Repeat every line exactly, keeping the pictures out of the copy.

(Photo object pointing records)
= = = = =

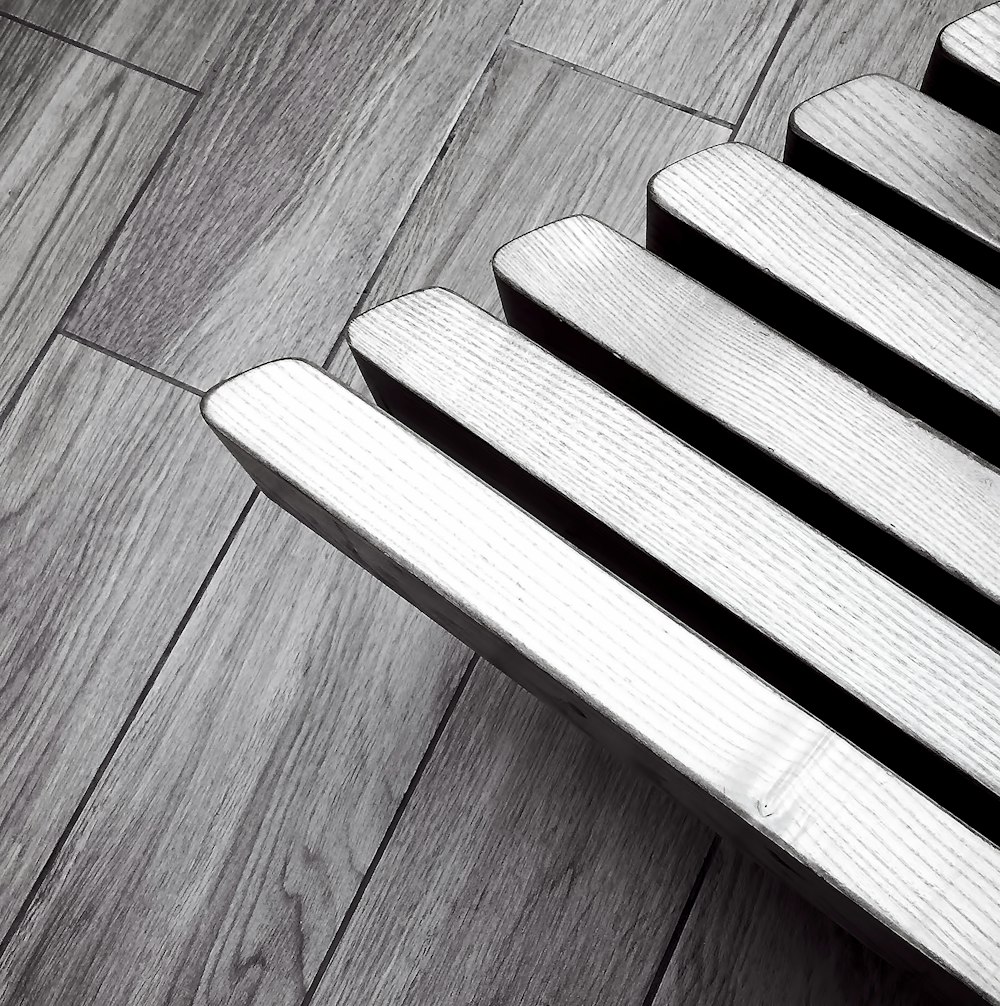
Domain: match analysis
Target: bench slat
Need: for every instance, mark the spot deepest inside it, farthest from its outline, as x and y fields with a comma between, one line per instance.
x=915, y=164
x=917, y=882
x=904, y=321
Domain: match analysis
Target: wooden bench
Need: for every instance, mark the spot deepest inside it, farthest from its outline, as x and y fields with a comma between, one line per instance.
x=730, y=502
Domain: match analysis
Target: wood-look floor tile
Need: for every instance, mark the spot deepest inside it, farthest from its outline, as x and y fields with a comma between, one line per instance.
x=177, y=38
x=77, y=137
x=115, y=503
x=537, y=141
x=831, y=42
x=529, y=868
x=752, y=941
x=909, y=160
x=274, y=207
x=244, y=805
x=704, y=55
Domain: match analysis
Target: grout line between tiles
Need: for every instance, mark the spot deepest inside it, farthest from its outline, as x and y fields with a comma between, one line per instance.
x=377, y=272
x=678, y=930
x=135, y=364
x=99, y=776
x=98, y=52
x=772, y=55
x=587, y=71
x=389, y=831
x=15, y=395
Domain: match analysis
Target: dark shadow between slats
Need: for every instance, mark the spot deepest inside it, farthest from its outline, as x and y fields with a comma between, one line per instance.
x=889, y=204
x=920, y=766
x=919, y=573
x=890, y=375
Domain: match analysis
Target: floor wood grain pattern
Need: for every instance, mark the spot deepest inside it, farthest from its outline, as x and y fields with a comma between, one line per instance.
x=224, y=846
x=217, y=858
x=115, y=502
x=964, y=71
x=77, y=137
x=516, y=161
x=530, y=867
x=703, y=55
x=176, y=38
x=255, y=240
x=752, y=941
x=830, y=42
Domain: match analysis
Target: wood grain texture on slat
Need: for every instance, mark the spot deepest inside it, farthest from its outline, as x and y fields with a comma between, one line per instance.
x=77, y=136
x=745, y=942
x=270, y=214
x=114, y=506
x=224, y=846
x=908, y=323
x=725, y=556
x=528, y=868
x=753, y=763
x=908, y=160
x=828, y=43
x=897, y=494
x=177, y=38
x=517, y=160
x=703, y=55
x=964, y=71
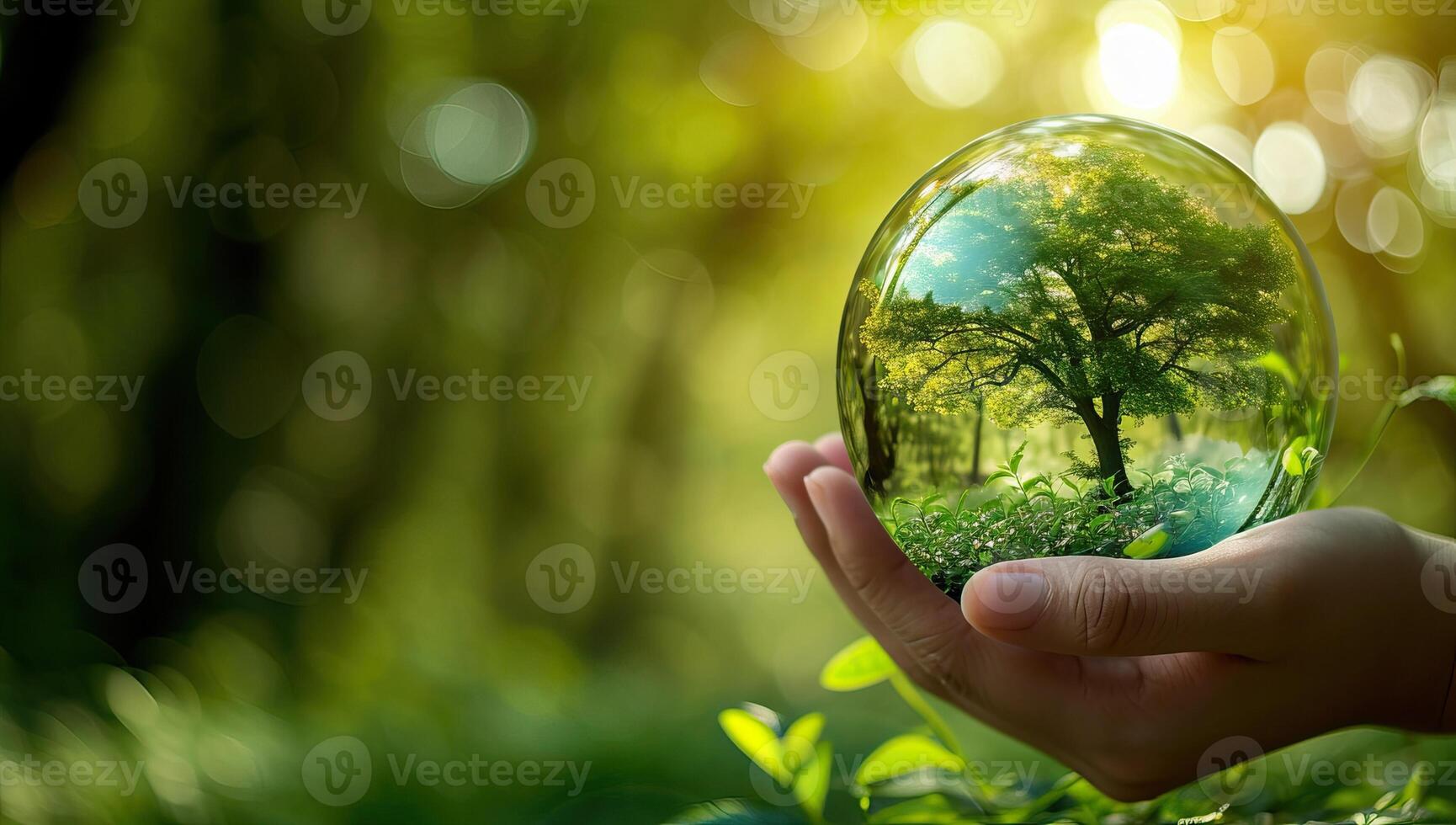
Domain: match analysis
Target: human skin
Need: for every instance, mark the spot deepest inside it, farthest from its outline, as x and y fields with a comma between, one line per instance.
x=1140, y=673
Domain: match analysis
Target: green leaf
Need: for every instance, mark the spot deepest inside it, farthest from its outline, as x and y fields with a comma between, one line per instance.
x=800, y=739
x=1299, y=456
x=1442, y=388
x=1017, y=456
x=757, y=741
x=906, y=754
x=997, y=476
x=933, y=809
x=811, y=783
x=859, y=665
x=733, y=812
x=1149, y=544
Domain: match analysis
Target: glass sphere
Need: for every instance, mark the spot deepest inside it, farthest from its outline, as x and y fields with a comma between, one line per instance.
x=1083, y=336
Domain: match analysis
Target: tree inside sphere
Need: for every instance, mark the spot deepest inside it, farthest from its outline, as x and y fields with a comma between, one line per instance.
x=1083, y=336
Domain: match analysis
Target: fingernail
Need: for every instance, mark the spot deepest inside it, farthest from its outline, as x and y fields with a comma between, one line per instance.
x=778, y=487
x=1012, y=598
x=814, y=486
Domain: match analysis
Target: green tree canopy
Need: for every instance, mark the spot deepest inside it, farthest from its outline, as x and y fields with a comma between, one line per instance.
x=1081, y=287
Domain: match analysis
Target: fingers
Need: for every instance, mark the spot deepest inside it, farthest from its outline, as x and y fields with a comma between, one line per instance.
x=879, y=575
x=832, y=448
x=1218, y=602
x=787, y=468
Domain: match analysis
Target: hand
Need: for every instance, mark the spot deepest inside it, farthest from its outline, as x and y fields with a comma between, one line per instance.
x=1136, y=673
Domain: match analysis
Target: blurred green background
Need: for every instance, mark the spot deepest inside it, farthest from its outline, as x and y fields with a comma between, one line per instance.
x=705, y=318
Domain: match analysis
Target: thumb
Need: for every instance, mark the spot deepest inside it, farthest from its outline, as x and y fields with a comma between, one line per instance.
x=1119, y=607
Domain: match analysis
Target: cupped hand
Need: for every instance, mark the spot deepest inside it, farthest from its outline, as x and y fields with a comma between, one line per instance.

= = = = =

■ **Right answer**
Domain: match analysis
Target: bench slat
Need: for every instance, mark the spot deepest inside it, farthest from its outline, as x and y fields with a comma between, one line per instance.
x=915, y=164
x=917, y=882
x=904, y=321
Domain: match analysis
Target: wooden bench
Need: for every instance, mark the spot deepest inside it, farthest from its outline, as x and y fields with a comma between, one line per instance.
x=730, y=502
Domain: match analysis
Target: wood-look floor tile
Need: for every instance, mark the spot deepest inside it, farthest from its outline, as x and y fields with a comma between, one line per instance.
x=177, y=38
x=77, y=137
x=115, y=503
x=537, y=141
x=831, y=42
x=529, y=868
x=752, y=941
x=909, y=160
x=274, y=207
x=244, y=805
x=704, y=55
Domain: match analysis
Target: grout line between tiles
Need: for every instance, mark the spot deepest inside it, farthest from its outline, as x and y fields with a comma between, one line per instance.
x=377, y=272
x=678, y=930
x=135, y=364
x=99, y=776
x=98, y=52
x=772, y=55
x=587, y=71
x=389, y=831
x=15, y=395
Domain: match analysis
Target: dark shadow between slats
Need: for every instance, mark the spot deepest inside it, farthest from its outline, as x and y fields with a comma between, one line per instance.
x=889, y=204
x=920, y=766
x=919, y=573
x=890, y=375
Domain: match analysis
Target: floor wood grain pattern
Need: for every instance, mark the spot deepest inside it, farthest from its outline, as x and y fields with a comma between, one line per instance.
x=224, y=846
x=217, y=858
x=115, y=502
x=964, y=71
x=77, y=137
x=516, y=161
x=530, y=867
x=703, y=55
x=176, y=38
x=255, y=240
x=752, y=941
x=830, y=42
Domain: match analysis
Target: wood grain texture on slat
Need: for every instance, mark the spot deepest inside it, farthest from its outline, as x and y fields with a comma between, one line per instance.
x=77, y=136
x=745, y=942
x=270, y=214
x=114, y=506
x=224, y=846
x=908, y=323
x=725, y=556
x=528, y=868
x=753, y=763
x=908, y=160
x=828, y=43
x=897, y=494
x=177, y=38
x=517, y=160
x=703, y=55
x=964, y=71
Domain: match analysis
Target: human skin
Need: for every instance, mark the spot deepest inside it, farthest from its outline, as x and y fields with a comma between, one line per instance.
x=1140, y=673
Domain: match analysis
Target: green leaf
Need: for every instance, mark the spot deepest inside it, farthest from its outline, as x and y fields with a comma between, one line per instance.
x=800, y=739
x=1299, y=456
x=1442, y=388
x=1017, y=456
x=757, y=741
x=906, y=754
x=997, y=476
x=933, y=809
x=811, y=783
x=859, y=665
x=733, y=812
x=1149, y=544
Domain: match analysis
Target: glass sphere
Need: for every instance, mark the spot deepest inside it, farthest from its outline, as x and y fields with a comma between, one line per instance.
x=1083, y=336
Domain: match analysis
Target: tree inside sphere
Need: for every instance, mark the spot deepest inside it, farthest from its outline, as x and y fields with a comma between, one line per instance.
x=1083, y=336
Domain: match analysis
Target: fingernail
Need: for every instance, mark the spot deepest inside it, farthest from its outline, as x and y fields with a comma between, one line per instance.
x=778, y=487
x=1012, y=598
x=814, y=486
Domain: match analysis
Target: green tree canopy
Need: for every instance, mark the spot deepest inside it, farthest from its outline, as x and y fields with a comma between, one line per instance.
x=1081, y=287
Domain: match analysis
Target: fingers
Need: for every instance, mark the spot deepest inside it, farthest from its outline, as x and y fields with a comma between, one line per instance.
x=879, y=575
x=832, y=448
x=1218, y=602
x=787, y=468
Domain: match analysis
Target: hand
Need: for every instance, mark the spot deepest inside it, farthest from its outline, as x and y fields with a comma between, one line per instance.
x=1136, y=673
Domain: match analysis
Target: blurred green background
Need: for every instance, mark the spot deepest inside it, farthest from its outline, as x and y fields with a comma between, one line per instance.
x=705, y=318
Domain: match analysis
Target: thumb
Need: for every instance, mark the spot deepest inside it, farthest from its outline, as x and y fields with a comma between, one line per instance.
x=1119, y=607
Domain: match analysis
Target: cupped hand
Need: for every instance, mark the spot deepest inside it, farthest from its outline, as x and y fields with a comma between, one line per instance.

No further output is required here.